Segment Start: DATA IN THIS EXERCISE

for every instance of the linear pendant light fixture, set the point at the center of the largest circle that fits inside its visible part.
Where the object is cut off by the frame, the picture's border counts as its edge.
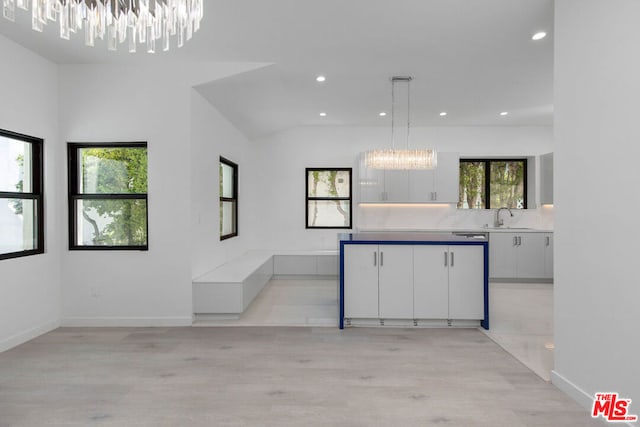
(401, 159)
(141, 21)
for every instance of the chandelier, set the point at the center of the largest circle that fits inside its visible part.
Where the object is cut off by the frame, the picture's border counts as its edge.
(139, 21)
(400, 159)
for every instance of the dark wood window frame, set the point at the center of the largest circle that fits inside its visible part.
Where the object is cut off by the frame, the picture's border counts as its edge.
(36, 193)
(74, 195)
(308, 198)
(487, 177)
(233, 199)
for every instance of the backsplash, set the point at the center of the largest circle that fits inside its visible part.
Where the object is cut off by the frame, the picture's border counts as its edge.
(393, 217)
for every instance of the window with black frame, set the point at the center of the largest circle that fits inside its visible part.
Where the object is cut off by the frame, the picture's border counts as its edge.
(108, 196)
(328, 198)
(228, 199)
(21, 188)
(493, 183)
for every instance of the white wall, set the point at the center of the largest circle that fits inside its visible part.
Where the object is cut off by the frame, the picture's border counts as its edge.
(30, 286)
(281, 160)
(597, 100)
(109, 103)
(213, 136)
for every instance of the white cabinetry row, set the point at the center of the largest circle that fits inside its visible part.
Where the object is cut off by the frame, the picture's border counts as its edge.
(438, 185)
(414, 282)
(521, 255)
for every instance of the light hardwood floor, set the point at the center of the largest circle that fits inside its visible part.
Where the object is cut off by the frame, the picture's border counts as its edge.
(276, 376)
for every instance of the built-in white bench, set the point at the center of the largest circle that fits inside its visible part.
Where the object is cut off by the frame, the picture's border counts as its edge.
(230, 288)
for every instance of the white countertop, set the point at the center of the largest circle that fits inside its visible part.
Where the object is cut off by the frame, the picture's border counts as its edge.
(457, 230)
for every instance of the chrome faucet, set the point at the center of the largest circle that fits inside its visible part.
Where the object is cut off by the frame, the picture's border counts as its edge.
(497, 222)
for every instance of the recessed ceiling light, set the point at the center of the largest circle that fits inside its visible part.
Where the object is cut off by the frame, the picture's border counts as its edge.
(539, 36)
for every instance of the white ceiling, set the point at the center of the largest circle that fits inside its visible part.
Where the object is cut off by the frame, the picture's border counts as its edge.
(471, 58)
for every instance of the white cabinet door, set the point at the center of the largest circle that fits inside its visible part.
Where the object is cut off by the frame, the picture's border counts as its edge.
(548, 256)
(530, 255)
(446, 178)
(503, 255)
(421, 185)
(361, 281)
(370, 183)
(430, 282)
(466, 282)
(395, 281)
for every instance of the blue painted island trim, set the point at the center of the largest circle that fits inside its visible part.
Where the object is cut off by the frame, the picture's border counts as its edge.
(484, 322)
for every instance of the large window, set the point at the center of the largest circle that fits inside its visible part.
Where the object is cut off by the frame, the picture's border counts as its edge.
(228, 199)
(493, 183)
(328, 198)
(108, 196)
(21, 210)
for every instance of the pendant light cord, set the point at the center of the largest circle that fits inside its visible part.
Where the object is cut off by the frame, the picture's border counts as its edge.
(393, 113)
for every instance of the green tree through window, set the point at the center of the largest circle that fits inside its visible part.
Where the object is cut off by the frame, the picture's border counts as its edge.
(493, 183)
(110, 203)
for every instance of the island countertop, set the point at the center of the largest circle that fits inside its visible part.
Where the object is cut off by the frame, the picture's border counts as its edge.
(413, 237)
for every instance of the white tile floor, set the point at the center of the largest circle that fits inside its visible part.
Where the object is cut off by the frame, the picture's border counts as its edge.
(521, 322)
(288, 302)
(521, 315)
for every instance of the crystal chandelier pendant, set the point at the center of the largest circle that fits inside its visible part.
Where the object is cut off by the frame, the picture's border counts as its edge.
(118, 20)
(401, 159)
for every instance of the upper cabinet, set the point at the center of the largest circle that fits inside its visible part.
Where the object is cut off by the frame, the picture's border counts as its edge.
(438, 185)
(546, 179)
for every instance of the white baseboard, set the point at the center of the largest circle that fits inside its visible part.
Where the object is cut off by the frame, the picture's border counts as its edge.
(583, 398)
(28, 335)
(119, 322)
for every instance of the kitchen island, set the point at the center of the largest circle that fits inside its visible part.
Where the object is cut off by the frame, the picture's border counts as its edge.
(414, 279)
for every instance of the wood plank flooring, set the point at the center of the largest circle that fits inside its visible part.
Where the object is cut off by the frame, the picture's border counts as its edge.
(274, 376)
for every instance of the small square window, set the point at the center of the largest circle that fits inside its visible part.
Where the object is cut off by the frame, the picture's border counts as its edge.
(108, 196)
(228, 199)
(21, 189)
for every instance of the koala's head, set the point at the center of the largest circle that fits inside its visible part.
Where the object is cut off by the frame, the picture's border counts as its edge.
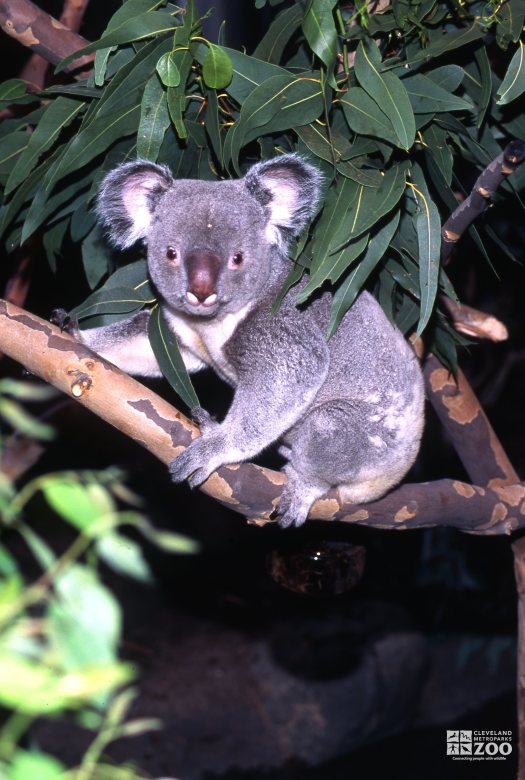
(211, 245)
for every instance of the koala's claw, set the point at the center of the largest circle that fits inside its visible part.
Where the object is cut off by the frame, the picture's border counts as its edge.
(65, 321)
(287, 514)
(201, 416)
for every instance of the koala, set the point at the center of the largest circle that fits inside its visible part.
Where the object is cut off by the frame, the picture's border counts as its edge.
(347, 412)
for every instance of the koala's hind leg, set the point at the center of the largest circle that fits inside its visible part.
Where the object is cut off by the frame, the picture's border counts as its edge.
(346, 444)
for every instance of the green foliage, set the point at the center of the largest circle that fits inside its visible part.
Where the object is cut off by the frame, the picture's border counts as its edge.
(393, 101)
(60, 631)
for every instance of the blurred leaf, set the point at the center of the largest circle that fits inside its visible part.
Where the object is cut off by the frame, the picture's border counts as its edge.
(9, 572)
(166, 349)
(84, 622)
(24, 423)
(35, 689)
(154, 120)
(168, 540)
(34, 766)
(12, 151)
(124, 555)
(24, 390)
(81, 505)
(513, 84)
(387, 91)
(217, 68)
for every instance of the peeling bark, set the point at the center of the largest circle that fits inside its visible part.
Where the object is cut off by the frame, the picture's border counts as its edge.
(40, 32)
(251, 490)
(479, 199)
(486, 462)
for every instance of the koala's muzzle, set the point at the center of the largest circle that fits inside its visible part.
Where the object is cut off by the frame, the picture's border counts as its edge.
(202, 268)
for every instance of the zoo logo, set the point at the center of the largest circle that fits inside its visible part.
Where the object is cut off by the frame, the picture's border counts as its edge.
(481, 744)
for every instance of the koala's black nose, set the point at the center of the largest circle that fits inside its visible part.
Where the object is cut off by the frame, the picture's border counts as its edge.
(202, 267)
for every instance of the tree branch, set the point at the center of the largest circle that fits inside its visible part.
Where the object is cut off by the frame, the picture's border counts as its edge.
(41, 33)
(479, 199)
(251, 490)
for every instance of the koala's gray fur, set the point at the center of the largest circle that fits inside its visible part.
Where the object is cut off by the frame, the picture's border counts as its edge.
(349, 412)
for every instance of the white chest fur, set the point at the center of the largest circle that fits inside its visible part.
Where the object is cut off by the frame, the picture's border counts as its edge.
(205, 339)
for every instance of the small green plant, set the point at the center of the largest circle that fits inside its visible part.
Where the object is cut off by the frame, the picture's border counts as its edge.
(60, 631)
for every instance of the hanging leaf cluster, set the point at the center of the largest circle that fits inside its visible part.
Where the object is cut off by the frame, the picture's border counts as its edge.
(393, 99)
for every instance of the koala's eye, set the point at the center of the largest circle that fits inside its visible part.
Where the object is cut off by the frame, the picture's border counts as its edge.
(236, 260)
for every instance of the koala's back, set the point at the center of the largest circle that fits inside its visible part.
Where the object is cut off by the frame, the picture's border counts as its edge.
(368, 355)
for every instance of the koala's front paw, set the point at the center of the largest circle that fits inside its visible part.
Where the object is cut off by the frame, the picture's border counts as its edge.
(65, 321)
(198, 461)
(201, 417)
(289, 513)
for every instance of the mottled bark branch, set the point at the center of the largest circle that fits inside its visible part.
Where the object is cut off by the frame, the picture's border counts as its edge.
(472, 322)
(41, 33)
(251, 490)
(479, 199)
(486, 463)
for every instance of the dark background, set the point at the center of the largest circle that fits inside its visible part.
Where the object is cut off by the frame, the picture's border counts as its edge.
(423, 643)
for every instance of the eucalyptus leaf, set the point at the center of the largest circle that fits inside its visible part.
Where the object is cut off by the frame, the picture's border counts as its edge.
(351, 286)
(365, 117)
(168, 356)
(154, 120)
(168, 70)
(136, 28)
(58, 115)
(217, 68)
(387, 91)
(333, 266)
(320, 32)
(513, 84)
(278, 104)
(427, 96)
(282, 28)
(428, 227)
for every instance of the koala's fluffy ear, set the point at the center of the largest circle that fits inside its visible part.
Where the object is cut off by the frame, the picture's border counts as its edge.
(289, 187)
(128, 197)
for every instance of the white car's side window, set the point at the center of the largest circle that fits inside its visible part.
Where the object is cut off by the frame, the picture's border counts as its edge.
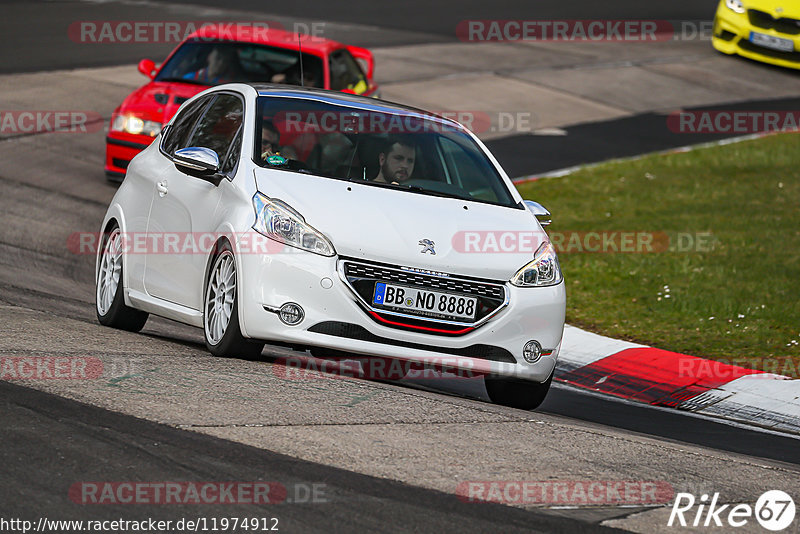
(218, 127)
(183, 126)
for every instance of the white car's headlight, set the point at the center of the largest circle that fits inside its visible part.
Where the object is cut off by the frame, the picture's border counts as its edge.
(135, 125)
(280, 222)
(542, 271)
(735, 5)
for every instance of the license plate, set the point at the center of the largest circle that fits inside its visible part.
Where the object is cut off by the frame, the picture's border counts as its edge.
(772, 42)
(424, 302)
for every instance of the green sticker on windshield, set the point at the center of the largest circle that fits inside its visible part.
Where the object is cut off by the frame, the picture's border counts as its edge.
(276, 160)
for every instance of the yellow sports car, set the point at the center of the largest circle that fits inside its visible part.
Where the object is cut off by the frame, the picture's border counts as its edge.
(763, 30)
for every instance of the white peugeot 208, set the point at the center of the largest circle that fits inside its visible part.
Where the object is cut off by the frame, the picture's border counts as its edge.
(338, 223)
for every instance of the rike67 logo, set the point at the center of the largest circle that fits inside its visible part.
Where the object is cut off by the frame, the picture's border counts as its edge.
(774, 510)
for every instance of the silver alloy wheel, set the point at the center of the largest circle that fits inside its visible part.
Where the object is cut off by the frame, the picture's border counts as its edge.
(110, 269)
(219, 297)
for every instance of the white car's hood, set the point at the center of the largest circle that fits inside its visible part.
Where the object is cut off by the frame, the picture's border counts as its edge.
(386, 225)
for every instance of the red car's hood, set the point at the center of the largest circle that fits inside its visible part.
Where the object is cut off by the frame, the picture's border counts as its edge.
(158, 101)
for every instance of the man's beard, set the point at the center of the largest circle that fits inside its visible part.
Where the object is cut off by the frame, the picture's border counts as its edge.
(390, 177)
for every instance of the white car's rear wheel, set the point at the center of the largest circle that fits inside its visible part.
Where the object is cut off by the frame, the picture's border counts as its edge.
(221, 314)
(109, 293)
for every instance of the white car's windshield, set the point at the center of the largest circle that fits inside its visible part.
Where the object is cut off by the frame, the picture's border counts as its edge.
(377, 145)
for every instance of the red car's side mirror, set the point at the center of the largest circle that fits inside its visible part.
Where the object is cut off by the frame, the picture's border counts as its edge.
(366, 56)
(148, 68)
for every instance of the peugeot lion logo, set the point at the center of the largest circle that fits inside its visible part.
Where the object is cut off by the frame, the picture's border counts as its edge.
(427, 246)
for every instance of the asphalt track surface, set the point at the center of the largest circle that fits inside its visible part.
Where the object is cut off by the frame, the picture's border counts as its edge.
(49, 442)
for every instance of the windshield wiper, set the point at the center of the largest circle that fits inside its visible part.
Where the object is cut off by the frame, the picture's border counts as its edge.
(412, 188)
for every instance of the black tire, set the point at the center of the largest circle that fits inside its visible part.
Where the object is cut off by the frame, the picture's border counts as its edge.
(517, 393)
(118, 314)
(232, 344)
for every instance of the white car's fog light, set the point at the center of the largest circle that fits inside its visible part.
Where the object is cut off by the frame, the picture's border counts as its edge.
(291, 313)
(532, 351)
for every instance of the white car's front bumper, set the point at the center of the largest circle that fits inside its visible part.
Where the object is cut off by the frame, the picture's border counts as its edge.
(267, 281)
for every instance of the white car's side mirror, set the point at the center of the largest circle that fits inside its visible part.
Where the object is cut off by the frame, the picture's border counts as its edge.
(541, 213)
(203, 161)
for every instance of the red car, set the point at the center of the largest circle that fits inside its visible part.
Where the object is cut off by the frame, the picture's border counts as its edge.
(210, 57)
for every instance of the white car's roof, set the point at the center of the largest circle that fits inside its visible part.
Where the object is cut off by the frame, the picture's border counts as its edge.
(346, 99)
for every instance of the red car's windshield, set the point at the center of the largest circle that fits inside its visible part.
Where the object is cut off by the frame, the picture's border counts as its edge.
(212, 63)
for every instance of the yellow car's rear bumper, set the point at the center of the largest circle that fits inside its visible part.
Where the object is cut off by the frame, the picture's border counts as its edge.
(731, 35)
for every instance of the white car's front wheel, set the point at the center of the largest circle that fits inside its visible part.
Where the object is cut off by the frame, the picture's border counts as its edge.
(109, 294)
(221, 315)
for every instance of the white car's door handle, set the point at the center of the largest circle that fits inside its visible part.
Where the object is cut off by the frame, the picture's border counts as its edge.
(162, 188)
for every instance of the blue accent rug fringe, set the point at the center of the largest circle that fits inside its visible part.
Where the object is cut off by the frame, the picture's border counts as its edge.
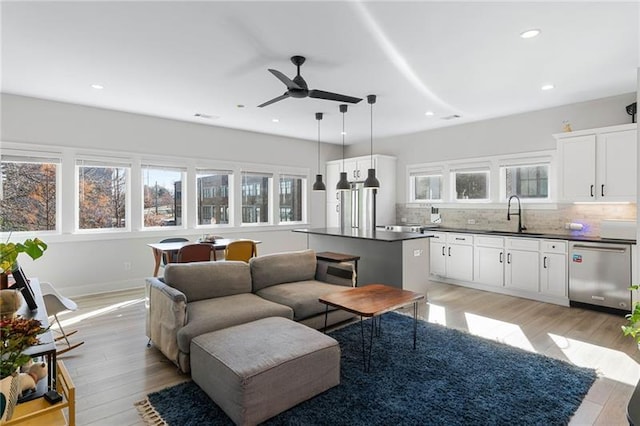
(452, 378)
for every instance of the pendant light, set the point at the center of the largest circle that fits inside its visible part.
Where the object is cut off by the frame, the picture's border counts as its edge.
(319, 185)
(343, 183)
(371, 182)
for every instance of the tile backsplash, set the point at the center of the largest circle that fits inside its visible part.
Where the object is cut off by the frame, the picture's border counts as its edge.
(550, 221)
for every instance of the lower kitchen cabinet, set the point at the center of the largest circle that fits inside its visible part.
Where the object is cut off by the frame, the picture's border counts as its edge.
(488, 260)
(521, 269)
(553, 269)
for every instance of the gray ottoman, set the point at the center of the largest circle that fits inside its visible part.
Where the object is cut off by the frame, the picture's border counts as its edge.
(256, 370)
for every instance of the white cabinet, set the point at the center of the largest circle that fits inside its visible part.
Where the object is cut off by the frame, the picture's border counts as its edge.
(553, 268)
(521, 269)
(451, 256)
(598, 164)
(488, 260)
(356, 169)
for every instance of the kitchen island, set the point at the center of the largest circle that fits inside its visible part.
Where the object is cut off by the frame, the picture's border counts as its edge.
(398, 259)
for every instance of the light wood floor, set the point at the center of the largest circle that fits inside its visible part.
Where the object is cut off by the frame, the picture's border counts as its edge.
(114, 368)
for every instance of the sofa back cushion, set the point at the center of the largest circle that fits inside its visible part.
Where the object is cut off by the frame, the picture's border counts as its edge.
(206, 280)
(281, 268)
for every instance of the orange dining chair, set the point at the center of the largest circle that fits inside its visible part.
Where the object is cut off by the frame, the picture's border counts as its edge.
(199, 252)
(240, 250)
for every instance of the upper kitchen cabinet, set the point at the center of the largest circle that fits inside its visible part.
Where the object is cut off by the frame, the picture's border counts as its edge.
(356, 169)
(598, 164)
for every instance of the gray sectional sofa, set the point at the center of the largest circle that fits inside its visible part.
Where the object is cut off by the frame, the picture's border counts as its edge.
(196, 298)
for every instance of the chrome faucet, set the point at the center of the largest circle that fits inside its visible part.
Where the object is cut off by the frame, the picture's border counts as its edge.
(519, 214)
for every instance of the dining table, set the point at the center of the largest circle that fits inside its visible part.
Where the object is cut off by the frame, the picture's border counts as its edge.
(170, 248)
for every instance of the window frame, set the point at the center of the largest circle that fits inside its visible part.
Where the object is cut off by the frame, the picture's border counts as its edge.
(42, 157)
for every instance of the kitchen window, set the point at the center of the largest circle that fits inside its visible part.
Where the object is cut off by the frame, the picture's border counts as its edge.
(471, 185)
(526, 181)
(292, 194)
(162, 195)
(425, 186)
(255, 197)
(103, 194)
(212, 187)
(29, 193)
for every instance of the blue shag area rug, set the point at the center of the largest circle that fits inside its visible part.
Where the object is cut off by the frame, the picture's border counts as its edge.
(452, 378)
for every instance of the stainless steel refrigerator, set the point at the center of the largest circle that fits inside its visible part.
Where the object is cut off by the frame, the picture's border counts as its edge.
(358, 207)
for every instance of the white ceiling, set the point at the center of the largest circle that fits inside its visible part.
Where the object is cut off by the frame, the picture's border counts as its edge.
(176, 59)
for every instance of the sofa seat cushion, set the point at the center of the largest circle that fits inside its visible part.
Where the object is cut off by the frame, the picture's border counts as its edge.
(206, 280)
(214, 314)
(302, 296)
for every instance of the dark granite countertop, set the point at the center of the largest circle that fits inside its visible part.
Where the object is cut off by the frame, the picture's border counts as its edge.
(377, 235)
(568, 237)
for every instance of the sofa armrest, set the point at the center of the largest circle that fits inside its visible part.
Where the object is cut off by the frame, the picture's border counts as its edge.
(166, 314)
(342, 273)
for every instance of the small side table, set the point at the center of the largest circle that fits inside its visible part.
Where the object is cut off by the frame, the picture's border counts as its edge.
(329, 256)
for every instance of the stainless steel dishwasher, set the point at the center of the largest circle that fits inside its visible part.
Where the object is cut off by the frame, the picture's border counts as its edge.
(600, 275)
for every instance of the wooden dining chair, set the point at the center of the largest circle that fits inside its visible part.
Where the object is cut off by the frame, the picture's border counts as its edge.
(199, 252)
(170, 257)
(241, 250)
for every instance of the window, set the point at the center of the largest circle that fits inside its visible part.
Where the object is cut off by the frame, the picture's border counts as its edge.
(526, 181)
(425, 186)
(213, 196)
(471, 185)
(29, 193)
(162, 196)
(102, 194)
(292, 189)
(255, 197)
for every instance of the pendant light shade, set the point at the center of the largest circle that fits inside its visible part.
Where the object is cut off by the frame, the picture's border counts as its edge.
(343, 183)
(318, 185)
(371, 182)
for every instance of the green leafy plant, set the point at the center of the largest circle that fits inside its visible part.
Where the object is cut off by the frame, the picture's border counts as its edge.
(18, 334)
(633, 327)
(9, 252)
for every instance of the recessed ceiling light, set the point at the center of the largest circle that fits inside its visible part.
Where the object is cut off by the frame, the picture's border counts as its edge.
(534, 32)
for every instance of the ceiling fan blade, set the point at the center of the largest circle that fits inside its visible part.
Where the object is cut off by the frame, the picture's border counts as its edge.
(321, 94)
(279, 98)
(286, 80)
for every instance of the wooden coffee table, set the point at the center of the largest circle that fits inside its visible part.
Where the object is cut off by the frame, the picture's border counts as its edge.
(371, 301)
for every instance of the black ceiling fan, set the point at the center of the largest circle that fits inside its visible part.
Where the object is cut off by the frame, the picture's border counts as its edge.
(297, 88)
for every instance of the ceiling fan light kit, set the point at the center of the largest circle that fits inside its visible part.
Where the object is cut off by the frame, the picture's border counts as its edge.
(343, 183)
(318, 184)
(371, 182)
(298, 88)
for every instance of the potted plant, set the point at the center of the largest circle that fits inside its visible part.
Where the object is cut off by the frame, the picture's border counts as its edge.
(9, 254)
(18, 334)
(633, 320)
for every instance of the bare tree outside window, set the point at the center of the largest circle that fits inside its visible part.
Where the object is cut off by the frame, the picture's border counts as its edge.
(102, 197)
(29, 191)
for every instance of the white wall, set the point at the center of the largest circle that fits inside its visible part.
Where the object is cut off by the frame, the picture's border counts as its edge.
(85, 264)
(525, 132)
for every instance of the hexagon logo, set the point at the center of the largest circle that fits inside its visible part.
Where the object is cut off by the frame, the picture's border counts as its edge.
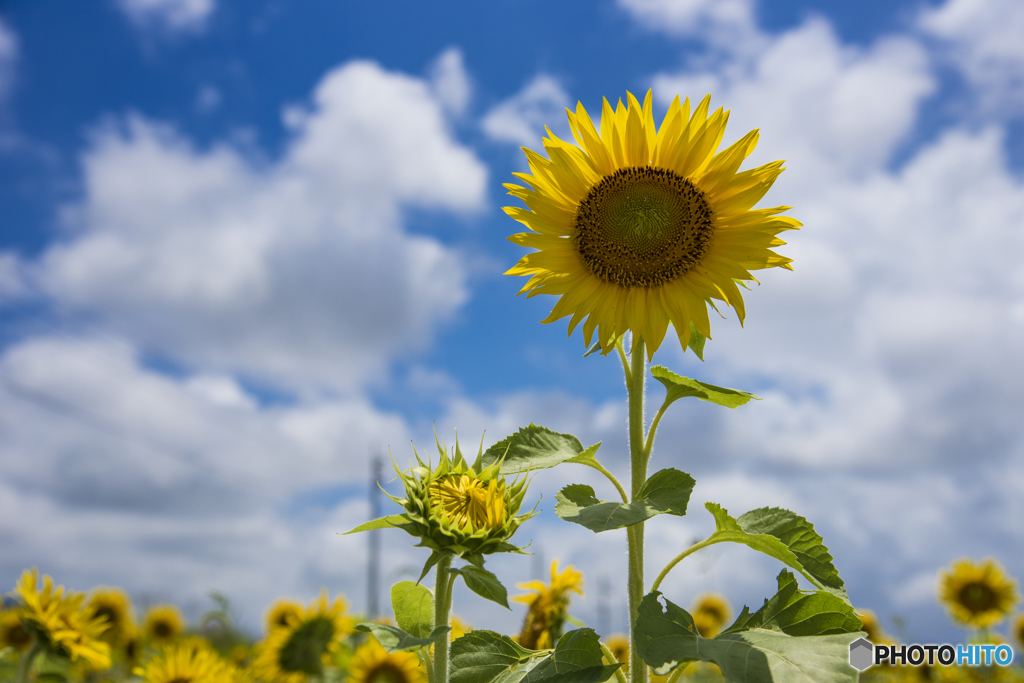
(861, 653)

Segment End: DATA IN THIS EXERCISE

PROBLEM STATEMENT:
Search the data above for the word "window" and show every line that has it.

RESPONSE BOX:
for every instance of the dark wood window frame, set the point at the center of the largest circle that fits inside its visible part.
for every instance of the window with black frame, set the point at the center of the largest circle that fits inside its visible part.
for every instance of the large window, set the point at the center of the largest circle that fits inside its visible part.
for every instance of the green tree through window, set the point at the center of the largest circle that fits inside its visible part.
for every instance of the small square window, set the point at the center of the largest circle that fits inside its visible part.
for every instance of the white car's side window, set the point at the center of the largest circle that fits inside its visible part.
for every instance of the window frame, set the point at the center of the largest circle that fits inside its visible part.
for every instance of the kitchen window, set the point at the center of the largest circle that fits inside its visible part.
for every instance of the window, set the point at the center of the largest circle that fits inside its visible part.
for every instance of the bare tree outside window, set the point at the center of the largest circle that fits inside its visible part.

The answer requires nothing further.